(DOCUMENT SEGMENT)
70th anniversary of the DC Capitol Hill Restoration Society
In 2000, I first got involved in urban revitalization through the prism of historic preservation, when a preservationist reached out to me about the H Street neighborhood north of the Capitol Hill Historic District (from F Street NE to Florida Avenue NE).
I remain an ardent preservationist today, mostly because the architecture and urban design is so much more humanist and aesthetically pleasing than that of today. Good books on the subject include Changing Places (out of print) and Cities: Back from the Edge.
It was also a great strategy for neighborhood stabilization during the many decades that center city living was disfavored and populations shrunk.Preservation was cheap for cities because the property owners bore the bulk of the cost of compliance--although some argue that put undue hardship on lower income households. For the most part, cities merely paid for the regulatory function, and brick sidewalks and historically appropriate streetlighting.
It is difficult to separate out the effects of preservation and stabilization versus "gentrification." I'd argue that gentrification results from architectural attractiveness (mostly, there are plenty examples of tear downs and McMansionization of designate-able properties) and that preservation shouldn't be criticized for its success. "Inward investment" by preservationists shouldn't be criticized as gentrification but as reinvesting in a city where capital for housing was often unavailable.
Another criticism is that it has focused on building preservation over intangible heritage ("New York City’s Historic Preservation Movement Is Having a Midlife Crisis," Bloomberg). That by selecting certain areas to preserve, it says others aren't worth preserving, part of the argument of the book History of Urban Places.

[Entries drawn from a collection]
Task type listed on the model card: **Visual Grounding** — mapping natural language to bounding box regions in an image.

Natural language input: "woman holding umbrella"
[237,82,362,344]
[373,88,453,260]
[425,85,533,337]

(WORK REQUEST 1)
Answer these questions about the historic preservation text:
(a) In what year did the writer first get involved in urban revitalization?
(b) Who bore the bulk of the cost of compliance with preservation?
(c) Which outlet published "New York City’s Historic Preservation Movement Is Having a Midlife Crisis"?
(WORK REQUEST 2)
Can you quote the historic preservation text starting with "70th anniversary of" and going on through "from the Edge."?
The records are separate material with no connection to the text.

(TASK OUTPUT 1)
(a) 2000
(b) The property owners
(c) Bloomberg

(TASK OUTPUT 2)
70th anniversary of the DC Capitol Hill Restoration Society
In 2000, I first got involved in urban revitalization through the prism of historic preservation, when a preservationist reached out to me about the H Street neighborhood north of the Capitol Hill Historic District (from F Street NE to Florida Avenue NE).
I remain an ardent preservationist today, mostly because the architecture and urban design is so much more humanist and aesthetically pleasing than that of today. Good books on the subject include Changing Places (out of print) and Cities: Back from the Edge.